◆ WHAT THIS TASK INVOLVES
Return every one of the entries below word for word, with no changes.

— Begin MATERIAL FOR THE TASK —

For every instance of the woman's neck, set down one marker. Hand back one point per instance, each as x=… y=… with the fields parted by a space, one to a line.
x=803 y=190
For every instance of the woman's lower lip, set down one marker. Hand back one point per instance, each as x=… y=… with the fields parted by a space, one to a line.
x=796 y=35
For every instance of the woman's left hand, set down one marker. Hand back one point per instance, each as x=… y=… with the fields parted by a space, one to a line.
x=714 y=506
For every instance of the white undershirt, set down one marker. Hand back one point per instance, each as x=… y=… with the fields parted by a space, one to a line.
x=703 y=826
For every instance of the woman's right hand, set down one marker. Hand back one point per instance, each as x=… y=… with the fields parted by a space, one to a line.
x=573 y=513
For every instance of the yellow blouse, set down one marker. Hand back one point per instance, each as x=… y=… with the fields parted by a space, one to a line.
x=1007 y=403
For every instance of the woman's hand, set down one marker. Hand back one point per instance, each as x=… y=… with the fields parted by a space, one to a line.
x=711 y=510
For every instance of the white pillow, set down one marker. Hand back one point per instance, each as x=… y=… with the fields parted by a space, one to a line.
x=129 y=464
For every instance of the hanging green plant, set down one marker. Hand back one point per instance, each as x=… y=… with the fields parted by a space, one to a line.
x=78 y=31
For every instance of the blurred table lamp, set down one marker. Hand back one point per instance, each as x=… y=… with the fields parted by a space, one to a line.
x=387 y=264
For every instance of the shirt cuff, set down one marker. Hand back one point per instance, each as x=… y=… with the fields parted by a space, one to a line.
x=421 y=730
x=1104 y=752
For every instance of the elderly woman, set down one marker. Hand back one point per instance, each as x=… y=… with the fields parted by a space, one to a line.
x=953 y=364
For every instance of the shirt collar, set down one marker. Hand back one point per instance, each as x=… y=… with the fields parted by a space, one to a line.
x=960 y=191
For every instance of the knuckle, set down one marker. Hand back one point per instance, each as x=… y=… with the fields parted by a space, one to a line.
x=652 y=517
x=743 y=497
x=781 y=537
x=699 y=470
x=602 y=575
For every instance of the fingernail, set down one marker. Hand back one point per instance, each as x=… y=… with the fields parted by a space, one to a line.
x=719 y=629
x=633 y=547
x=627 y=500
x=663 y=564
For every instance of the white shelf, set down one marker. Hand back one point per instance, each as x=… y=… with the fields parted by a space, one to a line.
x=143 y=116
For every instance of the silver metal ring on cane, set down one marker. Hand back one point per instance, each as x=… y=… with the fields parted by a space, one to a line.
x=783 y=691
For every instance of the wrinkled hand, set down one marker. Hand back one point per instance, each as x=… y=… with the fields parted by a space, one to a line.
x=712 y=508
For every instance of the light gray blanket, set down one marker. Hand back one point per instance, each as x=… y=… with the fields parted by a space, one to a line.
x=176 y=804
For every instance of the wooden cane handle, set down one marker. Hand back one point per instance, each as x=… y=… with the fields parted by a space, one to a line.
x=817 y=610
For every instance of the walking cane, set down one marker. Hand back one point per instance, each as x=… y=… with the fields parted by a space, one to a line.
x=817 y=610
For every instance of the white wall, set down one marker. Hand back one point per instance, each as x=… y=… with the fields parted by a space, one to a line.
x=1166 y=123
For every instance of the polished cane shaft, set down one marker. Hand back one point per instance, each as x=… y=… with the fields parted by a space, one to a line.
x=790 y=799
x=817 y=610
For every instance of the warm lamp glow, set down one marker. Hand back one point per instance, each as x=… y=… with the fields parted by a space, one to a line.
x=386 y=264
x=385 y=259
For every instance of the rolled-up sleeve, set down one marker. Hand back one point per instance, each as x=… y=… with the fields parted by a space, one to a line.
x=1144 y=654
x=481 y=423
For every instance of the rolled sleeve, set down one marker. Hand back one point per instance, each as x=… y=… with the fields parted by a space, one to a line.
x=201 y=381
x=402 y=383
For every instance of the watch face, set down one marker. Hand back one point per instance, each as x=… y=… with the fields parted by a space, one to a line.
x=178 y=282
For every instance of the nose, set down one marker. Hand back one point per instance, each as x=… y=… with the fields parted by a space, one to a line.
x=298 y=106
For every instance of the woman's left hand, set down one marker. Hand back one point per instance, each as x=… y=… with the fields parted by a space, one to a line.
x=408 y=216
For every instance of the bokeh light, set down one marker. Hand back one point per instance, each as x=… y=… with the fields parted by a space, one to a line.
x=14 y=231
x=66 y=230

— End MATERIAL FOR THE TASK —

◆ TASK SOLUTION
For every instance of the woman's neck, set down one marker. Hand back one point per instance, each as x=… y=… with the fields parted by a space, one to a line.
x=803 y=190
For every instance of the woman's lower lip, set down one marker. Hand back one point per instance, each as x=… y=… with the fields parted by a space, one to a line.
x=796 y=35
For every instance of the woman's left hand, set down one marker. Hand back one point per instance, each as x=… y=… with the fields parted by a space, one to a line.
x=714 y=506
For every instance of the white undershirt, set down one marker. Hand back one point per instance, each as x=… y=… with the fields parted by a space, one to a line.
x=703 y=826
For every instance of the woman's right hand, set down one marker. Hand back one point per instance, each as x=… y=… with the fields parted by a space, one to a line.
x=573 y=513
For every instance of the yellow blouse, set down one marker. Hand back one point per instance, each as x=… y=… with the fields parted by a space, one to a line.
x=1007 y=403
For every instance of the woman's hand, set down one marker. Hand back one point per instance, each as x=… y=… with the fields parted by a space, one to a line.
x=711 y=510
For every instance of the white pillow, set down one marker. Hand back one point per instance, each as x=… y=… with the fields parted by a space, one to a line.
x=129 y=464
For every instance of the hanging green plant, set down one marker. Hand back one point per instance, each as x=… y=… with the fields parted by a space, one to a line.
x=78 y=31
For every instance of the blurred table lamp, set down one marker. Hand back one point per instance, each as x=… y=… with the fields parted by a space, one to a line.
x=387 y=264
For every instance of the shirt cuff, set down one marker. Hand back one point per instance, each as x=… y=… with the fields parted by a space, one to a line.
x=421 y=730
x=1104 y=752
For every instance of the elderly woman, set down one marker. Hand back one point per instance, each as x=… y=… with the fields parted by a space, one to a line.
x=953 y=364
For every instance of the shirt collar, set down one marker. Hand back one point per instance, each as x=… y=… with the fields parted by a space, one to a line.
x=960 y=191
For every instance of the knuckle, set down one marker. Hand back one point per instance, each as x=… y=… with the fields parted by a space, one to a line.
x=652 y=517
x=743 y=497
x=781 y=537
x=699 y=470
x=602 y=575
For every instance of the fingernail, set down one marker. Hand back one point per instance, each as x=… y=… with the fields parted by a space, one to a line.
x=719 y=629
x=633 y=547
x=627 y=500
x=663 y=564
For every instance of the white shelf, set down one marker. Hand back one point per instance, each as x=… y=… with the fields parted by a space, one to a line.
x=143 y=116
For every instance of the silver metal ring on cane, set down one marker. Hand back one point per instance, each as x=… y=… with the fields parted by a space, one to a line.
x=783 y=691
For every instance of the wrinkled hand, set down one marker. Hand back one point per instance, each as x=… y=… with the fields parted by a space, one to a line.
x=712 y=508
For every instance of the light gray blanket, set down one marker. Hand back one point per instance, each as x=… y=… with the fields parted by a space, one to a line.
x=176 y=804
For every instance of the wooden cane handle, set down one marker. Hand back one point per instance, each as x=… y=… with the fields parted by a space, one to a line.
x=817 y=610
For every instance of the walking cane, set down one marker. Hand back one point per instance, each as x=… y=… with the fields parted by a space, one to a line.
x=817 y=610
For every instance of the white wall, set down one marker. Hand back one point per instance, each as x=… y=… with the fields parted by a space, one to a line.
x=1166 y=123
For every instance of the polished cane shaft, set down one marker. Hand back one point per instance, each as x=… y=… with the fields parted by a space, one to a line.
x=790 y=799
x=817 y=610
For every instance of the warm lamp glow, set down one marker. Hand back one point per instance, each as x=… y=… with the fields parted by a space, one to a line.
x=386 y=264
x=385 y=259
For every instance of the rolled-up sleeve, set down one marker. Hand back one point per instance, each as x=… y=… with the fields parted by a space, one to a line.
x=1144 y=654
x=481 y=423
For every instance of the rolled sleeve, set down one marker. Hand back one point per instance, each as x=… y=… with the fields parted by a space, one to a line.
x=201 y=381
x=402 y=383
For every instance of the watch face, set down one marker. Hand back one point per instance, each as x=… y=… with the fields parted by a space, one to a line.
x=178 y=282
For every instance of the nose, set down one marker. Hand back one point per instance, each as x=… y=… with the fields parted by a space, one to a line.
x=298 y=106
For every instance of the woman's left hand, set down one marker. Hand back one point per instance, each as x=… y=… with the fields parted by a space, one to a line.
x=408 y=216
For every instance of the bokeh light, set down one marker. Hand back one point per instance, each as x=… y=… with the fields parted by a space, one to a line.
x=14 y=231
x=66 y=230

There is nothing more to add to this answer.